▶ **Information supplied**
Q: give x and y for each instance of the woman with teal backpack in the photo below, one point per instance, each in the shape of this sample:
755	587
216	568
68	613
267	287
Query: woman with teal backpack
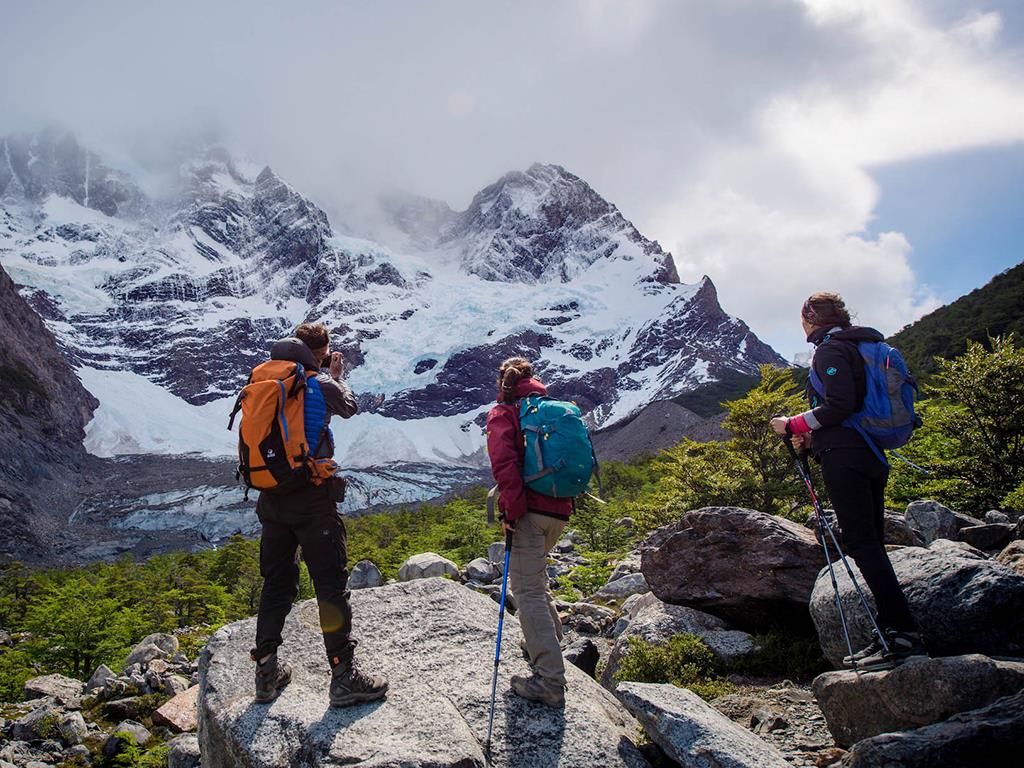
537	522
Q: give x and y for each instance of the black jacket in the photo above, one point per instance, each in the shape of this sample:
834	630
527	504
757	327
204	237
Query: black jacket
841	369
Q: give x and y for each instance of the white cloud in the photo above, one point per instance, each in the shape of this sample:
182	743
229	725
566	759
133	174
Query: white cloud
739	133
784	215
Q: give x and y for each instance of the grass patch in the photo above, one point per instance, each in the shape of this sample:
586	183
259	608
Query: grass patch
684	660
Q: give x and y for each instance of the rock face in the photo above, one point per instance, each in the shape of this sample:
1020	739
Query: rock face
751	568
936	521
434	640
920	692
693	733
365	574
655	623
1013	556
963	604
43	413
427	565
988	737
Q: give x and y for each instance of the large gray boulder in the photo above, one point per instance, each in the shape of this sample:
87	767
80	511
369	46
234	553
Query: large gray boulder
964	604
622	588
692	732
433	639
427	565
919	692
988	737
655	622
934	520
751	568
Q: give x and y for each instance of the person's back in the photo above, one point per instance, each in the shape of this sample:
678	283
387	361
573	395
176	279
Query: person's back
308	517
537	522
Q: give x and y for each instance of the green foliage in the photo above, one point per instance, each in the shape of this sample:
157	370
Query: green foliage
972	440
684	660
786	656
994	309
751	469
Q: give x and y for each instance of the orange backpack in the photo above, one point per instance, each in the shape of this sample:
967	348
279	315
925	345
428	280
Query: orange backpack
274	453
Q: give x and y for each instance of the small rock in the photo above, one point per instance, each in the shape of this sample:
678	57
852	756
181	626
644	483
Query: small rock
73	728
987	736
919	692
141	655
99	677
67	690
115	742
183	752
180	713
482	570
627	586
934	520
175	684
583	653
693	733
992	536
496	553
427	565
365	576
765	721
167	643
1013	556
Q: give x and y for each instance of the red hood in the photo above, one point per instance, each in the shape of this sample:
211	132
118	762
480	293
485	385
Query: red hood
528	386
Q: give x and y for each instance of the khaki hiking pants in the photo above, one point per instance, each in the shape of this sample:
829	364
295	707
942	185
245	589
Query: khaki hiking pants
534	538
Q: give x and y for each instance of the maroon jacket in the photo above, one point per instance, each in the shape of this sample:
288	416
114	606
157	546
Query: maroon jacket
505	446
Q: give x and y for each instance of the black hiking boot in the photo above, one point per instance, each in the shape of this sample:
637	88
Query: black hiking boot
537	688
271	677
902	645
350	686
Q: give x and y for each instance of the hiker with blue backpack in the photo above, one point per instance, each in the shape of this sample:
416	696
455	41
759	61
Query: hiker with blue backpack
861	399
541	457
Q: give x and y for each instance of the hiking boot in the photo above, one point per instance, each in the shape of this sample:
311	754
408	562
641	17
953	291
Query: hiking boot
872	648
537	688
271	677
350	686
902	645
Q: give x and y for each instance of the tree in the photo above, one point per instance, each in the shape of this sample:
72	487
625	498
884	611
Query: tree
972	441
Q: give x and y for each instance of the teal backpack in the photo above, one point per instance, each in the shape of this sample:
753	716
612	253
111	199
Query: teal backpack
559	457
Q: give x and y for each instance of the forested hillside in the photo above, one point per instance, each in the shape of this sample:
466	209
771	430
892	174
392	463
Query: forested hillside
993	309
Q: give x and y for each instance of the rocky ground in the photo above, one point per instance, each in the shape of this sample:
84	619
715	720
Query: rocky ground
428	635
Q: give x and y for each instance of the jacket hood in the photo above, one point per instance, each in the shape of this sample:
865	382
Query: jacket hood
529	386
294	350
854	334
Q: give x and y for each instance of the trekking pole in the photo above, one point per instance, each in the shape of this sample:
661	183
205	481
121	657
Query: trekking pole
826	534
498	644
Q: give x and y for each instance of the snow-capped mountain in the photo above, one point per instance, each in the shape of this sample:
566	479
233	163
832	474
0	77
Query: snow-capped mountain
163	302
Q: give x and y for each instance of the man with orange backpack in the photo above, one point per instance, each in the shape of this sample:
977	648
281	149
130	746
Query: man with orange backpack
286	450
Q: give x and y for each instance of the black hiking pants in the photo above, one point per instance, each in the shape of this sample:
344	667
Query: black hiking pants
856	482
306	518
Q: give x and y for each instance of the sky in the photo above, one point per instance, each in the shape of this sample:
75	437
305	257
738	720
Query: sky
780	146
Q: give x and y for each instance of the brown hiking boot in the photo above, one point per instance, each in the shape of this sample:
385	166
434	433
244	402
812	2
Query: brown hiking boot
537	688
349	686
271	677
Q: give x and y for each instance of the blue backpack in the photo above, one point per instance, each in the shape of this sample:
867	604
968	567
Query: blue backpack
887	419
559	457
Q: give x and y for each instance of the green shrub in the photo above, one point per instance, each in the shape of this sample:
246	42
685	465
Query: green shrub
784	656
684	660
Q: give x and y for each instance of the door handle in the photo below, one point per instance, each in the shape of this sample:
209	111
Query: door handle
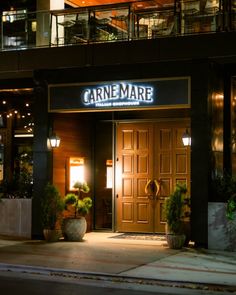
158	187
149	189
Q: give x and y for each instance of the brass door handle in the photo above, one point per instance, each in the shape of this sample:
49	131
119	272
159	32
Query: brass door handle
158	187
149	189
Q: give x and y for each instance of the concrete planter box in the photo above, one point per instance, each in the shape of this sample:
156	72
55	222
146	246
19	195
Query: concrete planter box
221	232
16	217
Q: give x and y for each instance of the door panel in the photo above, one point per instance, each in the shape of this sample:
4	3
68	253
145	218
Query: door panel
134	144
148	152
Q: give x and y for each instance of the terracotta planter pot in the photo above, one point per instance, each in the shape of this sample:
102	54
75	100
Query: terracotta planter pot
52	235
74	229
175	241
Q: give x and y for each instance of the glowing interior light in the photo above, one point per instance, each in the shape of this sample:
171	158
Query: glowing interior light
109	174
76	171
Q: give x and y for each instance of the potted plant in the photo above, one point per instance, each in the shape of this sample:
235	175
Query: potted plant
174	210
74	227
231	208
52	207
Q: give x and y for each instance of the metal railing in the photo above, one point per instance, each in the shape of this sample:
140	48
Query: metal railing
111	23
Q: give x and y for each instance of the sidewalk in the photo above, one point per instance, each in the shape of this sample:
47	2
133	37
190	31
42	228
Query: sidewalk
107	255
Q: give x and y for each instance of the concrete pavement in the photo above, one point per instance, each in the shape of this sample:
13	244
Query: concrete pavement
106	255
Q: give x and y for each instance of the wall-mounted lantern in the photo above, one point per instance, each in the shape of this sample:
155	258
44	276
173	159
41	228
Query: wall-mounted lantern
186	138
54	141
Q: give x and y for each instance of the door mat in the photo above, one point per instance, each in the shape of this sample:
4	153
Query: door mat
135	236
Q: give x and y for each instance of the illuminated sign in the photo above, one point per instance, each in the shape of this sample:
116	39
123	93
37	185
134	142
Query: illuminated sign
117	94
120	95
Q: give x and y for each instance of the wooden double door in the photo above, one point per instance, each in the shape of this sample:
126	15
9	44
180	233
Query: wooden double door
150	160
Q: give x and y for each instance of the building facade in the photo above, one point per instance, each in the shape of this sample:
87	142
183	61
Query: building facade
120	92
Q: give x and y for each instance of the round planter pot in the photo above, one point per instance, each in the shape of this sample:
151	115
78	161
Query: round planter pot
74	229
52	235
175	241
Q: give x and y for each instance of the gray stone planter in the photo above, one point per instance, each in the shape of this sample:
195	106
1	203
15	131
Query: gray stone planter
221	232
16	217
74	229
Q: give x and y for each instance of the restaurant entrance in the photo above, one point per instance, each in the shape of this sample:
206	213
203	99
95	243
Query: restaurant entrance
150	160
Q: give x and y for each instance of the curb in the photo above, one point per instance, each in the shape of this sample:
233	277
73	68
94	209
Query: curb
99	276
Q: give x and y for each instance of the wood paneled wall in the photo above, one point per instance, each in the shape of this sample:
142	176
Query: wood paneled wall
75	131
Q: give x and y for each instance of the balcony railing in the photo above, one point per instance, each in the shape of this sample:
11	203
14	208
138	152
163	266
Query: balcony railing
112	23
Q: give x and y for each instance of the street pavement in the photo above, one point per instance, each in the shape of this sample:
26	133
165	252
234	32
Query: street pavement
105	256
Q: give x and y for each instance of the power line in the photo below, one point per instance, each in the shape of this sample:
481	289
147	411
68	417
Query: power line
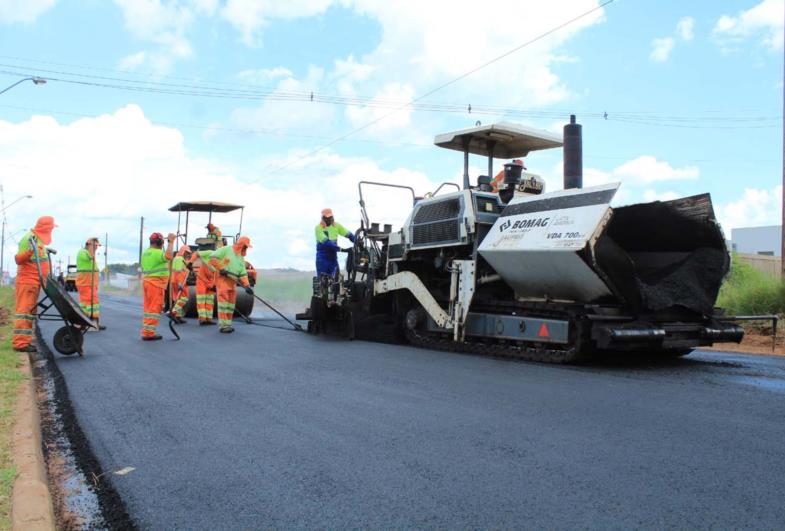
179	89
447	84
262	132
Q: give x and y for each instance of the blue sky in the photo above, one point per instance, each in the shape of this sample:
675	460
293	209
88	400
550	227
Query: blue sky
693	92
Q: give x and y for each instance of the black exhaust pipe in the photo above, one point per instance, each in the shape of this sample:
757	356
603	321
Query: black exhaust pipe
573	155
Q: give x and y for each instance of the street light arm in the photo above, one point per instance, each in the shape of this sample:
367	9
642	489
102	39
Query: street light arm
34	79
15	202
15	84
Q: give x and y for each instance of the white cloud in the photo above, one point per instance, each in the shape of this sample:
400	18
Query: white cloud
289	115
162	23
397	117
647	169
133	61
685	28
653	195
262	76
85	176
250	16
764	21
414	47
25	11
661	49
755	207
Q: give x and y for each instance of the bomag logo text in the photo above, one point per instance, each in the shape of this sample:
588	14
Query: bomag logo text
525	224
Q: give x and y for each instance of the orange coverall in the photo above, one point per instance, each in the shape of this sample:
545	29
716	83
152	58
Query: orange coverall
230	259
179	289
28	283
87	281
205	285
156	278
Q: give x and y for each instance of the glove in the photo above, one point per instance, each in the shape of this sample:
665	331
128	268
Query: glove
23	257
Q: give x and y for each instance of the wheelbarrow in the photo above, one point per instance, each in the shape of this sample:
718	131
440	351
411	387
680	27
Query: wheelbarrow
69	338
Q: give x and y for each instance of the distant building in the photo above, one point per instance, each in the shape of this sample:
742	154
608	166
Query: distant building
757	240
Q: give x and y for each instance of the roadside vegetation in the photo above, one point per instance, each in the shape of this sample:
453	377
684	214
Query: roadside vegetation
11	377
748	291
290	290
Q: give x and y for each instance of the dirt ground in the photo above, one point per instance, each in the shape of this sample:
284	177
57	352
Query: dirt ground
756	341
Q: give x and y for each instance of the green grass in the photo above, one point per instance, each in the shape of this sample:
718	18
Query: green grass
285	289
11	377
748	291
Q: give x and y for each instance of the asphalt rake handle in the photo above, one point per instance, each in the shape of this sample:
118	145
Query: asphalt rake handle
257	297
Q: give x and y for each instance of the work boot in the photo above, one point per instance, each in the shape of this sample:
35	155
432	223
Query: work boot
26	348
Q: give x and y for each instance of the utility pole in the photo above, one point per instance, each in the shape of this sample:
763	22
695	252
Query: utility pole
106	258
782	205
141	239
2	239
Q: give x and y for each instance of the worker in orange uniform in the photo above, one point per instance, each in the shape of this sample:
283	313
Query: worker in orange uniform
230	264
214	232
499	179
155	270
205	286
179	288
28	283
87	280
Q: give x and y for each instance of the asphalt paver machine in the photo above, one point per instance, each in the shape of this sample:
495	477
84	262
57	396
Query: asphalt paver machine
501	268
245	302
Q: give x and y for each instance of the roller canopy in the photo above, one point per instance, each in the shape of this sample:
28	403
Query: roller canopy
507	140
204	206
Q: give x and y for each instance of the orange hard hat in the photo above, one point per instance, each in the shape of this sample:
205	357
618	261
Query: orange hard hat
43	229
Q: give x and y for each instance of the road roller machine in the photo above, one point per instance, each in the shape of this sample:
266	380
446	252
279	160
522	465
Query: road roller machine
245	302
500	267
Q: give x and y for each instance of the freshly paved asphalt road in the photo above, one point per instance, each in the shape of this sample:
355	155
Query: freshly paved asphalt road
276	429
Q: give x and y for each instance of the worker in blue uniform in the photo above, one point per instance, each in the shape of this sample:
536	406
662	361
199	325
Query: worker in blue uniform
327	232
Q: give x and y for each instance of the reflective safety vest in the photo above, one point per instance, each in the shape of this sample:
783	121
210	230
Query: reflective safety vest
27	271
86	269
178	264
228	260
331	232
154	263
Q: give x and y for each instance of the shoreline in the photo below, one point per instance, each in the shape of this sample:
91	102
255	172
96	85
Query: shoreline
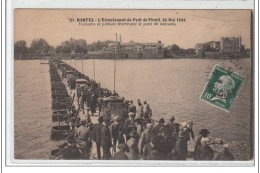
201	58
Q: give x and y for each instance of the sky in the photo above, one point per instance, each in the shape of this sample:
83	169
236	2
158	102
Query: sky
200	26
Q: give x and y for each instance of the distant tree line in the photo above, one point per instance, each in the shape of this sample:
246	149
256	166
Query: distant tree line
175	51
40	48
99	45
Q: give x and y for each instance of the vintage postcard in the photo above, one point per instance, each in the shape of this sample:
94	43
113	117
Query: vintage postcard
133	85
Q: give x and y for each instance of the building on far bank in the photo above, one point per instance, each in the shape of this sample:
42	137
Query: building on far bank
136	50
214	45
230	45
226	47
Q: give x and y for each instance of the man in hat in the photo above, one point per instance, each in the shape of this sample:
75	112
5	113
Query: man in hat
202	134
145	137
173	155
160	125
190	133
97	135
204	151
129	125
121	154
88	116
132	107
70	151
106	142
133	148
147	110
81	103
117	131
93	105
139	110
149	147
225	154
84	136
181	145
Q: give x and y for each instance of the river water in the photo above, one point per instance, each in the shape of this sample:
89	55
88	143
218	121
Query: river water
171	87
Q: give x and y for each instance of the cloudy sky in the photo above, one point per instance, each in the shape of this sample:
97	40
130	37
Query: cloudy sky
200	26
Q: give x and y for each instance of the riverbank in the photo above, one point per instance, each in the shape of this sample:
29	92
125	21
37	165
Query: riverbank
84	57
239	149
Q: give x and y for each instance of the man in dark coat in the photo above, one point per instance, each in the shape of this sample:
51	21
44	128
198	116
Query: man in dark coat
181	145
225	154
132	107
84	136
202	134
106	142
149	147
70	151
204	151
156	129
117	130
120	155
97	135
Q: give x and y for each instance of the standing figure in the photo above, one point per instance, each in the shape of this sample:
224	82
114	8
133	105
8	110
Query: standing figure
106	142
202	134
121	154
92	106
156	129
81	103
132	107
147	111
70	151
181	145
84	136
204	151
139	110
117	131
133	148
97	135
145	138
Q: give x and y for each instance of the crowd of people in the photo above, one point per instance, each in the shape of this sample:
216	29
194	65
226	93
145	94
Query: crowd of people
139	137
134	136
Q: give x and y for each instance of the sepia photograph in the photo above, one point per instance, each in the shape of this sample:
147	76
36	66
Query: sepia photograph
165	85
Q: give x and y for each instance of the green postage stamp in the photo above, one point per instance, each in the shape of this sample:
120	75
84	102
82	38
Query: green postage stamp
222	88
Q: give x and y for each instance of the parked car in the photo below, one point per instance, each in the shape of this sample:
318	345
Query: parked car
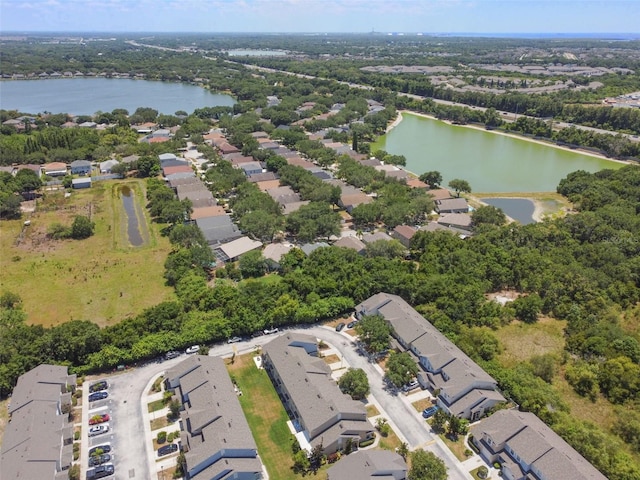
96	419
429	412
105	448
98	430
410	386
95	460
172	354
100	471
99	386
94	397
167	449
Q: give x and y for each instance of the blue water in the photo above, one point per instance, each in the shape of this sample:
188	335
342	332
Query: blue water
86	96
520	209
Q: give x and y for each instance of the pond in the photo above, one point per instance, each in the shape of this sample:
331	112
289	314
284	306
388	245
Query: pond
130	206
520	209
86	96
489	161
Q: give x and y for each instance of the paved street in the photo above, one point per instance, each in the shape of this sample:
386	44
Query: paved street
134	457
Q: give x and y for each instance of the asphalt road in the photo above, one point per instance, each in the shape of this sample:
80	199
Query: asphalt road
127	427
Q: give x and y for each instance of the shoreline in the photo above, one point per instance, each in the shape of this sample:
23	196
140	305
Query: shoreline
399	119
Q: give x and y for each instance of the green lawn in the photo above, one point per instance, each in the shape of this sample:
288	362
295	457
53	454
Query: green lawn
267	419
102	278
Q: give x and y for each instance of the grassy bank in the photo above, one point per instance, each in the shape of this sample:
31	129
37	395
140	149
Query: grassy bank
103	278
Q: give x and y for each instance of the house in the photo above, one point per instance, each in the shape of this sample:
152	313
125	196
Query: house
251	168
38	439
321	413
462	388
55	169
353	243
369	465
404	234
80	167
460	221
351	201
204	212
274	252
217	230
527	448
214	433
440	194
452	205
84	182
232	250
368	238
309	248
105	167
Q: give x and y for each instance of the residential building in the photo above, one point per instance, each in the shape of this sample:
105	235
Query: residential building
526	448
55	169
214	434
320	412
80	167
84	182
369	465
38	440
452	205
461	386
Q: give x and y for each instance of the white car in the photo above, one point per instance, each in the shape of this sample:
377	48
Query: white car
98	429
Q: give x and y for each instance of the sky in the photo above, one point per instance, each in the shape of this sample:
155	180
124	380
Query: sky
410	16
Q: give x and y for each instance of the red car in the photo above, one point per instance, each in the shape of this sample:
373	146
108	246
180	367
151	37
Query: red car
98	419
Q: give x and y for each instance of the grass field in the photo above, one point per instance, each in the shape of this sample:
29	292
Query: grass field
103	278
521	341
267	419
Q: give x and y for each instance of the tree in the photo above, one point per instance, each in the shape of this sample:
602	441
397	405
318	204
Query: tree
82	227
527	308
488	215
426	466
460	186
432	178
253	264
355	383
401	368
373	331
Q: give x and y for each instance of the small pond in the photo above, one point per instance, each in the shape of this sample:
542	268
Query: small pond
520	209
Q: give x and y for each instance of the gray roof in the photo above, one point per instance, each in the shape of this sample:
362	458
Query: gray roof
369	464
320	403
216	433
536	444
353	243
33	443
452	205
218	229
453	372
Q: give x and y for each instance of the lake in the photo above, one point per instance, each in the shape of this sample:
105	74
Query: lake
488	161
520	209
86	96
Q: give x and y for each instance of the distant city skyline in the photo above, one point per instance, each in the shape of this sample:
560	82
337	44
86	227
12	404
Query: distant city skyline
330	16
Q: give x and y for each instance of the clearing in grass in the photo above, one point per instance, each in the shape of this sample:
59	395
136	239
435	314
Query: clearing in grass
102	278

▶ **Exercise task**
Begin with the line containing "the gray roof" and repeat each line exactly until the records above end.

▶ **Response to the task**
Q: give x and y for each instance of the gray roof in the photo above, one point per instance, each in the shape of this sample:
362	458
Query: gray roof
369	464
320	403
216	433
536	444
353	243
33	443
452	205
218	229
453	372
Q: give x and y for each instance of the lake in the photo above, one point per instance, each in the shape of this sample:
105	74
Query: lake
488	161
520	209
86	96
Q: give x and y for each instance of the distant city skyline in the photo above, one point per instance, each in the shape of this sample:
560	82
337	44
86	227
12	404
Query: distant city skyline
330	16
Q: give x and y for each instance of the clearing in grass in the photo above, one point per instance, each in the shape of this sample:
59	395
136	239
435	314
Query: clearing in grass
102	278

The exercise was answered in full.